EXERCISE PROMPT:
Extract, word for word, the lines below, starting at the line that contains "Pin the grass" and ending at the final line, with both included.

── DATA TO USE ──

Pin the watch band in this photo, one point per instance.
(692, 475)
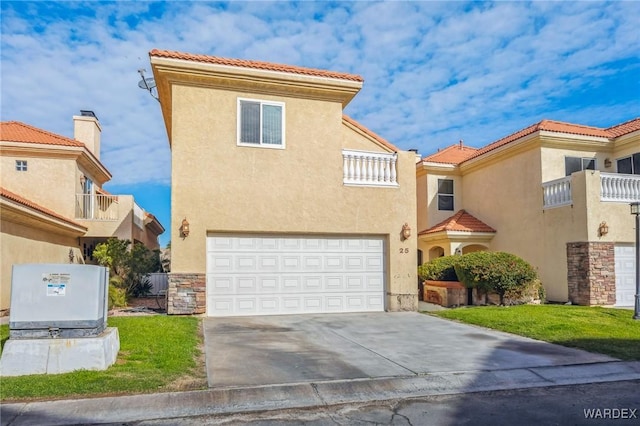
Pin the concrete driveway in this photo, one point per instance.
(274, 350)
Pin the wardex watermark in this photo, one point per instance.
(610, 413)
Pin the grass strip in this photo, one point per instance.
(608, 331)
(154, 352)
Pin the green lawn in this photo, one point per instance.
(608, 331)
(157, 353)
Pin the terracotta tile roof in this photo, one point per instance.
(27, 203)
(15, 131)
(625, 128)
(242, 63)
(461, 221)
(560, 127)
(373, 135)
(454, 154)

───

SOLUTION:
Pin the grass strip in this photo, one point per instance.
(608, 331)
(154, 352)
Pin the green lawn in this photo, one point per instance.
(608, 331)
(157, 353)
Pin the terracotta tile roof in this photo, one point per instance.
(27, 203)
(15, 131)
(625, 128)
(242, 63)
(461, 221)
(560, 127)
(373, 135)
(454, 154)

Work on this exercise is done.